(Dataset entries)
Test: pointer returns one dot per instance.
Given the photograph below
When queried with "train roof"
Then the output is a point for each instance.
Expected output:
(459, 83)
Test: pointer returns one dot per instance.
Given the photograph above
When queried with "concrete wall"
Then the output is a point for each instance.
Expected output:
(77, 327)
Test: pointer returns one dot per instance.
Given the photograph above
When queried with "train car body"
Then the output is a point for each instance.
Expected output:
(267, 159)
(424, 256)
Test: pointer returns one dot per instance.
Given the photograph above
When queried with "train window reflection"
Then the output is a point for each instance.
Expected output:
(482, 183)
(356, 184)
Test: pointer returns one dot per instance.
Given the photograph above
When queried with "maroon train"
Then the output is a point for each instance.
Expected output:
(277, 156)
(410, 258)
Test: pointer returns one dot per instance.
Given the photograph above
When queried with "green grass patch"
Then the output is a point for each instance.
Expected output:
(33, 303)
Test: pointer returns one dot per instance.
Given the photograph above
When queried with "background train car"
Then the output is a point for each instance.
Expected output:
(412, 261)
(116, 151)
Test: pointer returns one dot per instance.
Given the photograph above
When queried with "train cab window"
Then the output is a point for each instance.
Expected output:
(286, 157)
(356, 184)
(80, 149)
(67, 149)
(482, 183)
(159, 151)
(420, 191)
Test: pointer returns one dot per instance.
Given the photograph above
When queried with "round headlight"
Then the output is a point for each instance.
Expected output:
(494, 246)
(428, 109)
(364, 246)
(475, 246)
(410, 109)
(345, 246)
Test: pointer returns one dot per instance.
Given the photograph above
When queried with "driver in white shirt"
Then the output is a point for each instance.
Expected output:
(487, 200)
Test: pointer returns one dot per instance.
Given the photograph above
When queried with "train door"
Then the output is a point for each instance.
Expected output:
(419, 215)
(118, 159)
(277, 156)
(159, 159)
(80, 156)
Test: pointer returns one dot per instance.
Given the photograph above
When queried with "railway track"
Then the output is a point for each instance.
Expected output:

» **Required action**:
Whenever a line of the data includes the word "window", show that line in full.

» **Result**:
When queried with "train window reflection"
When queried with "train cab window"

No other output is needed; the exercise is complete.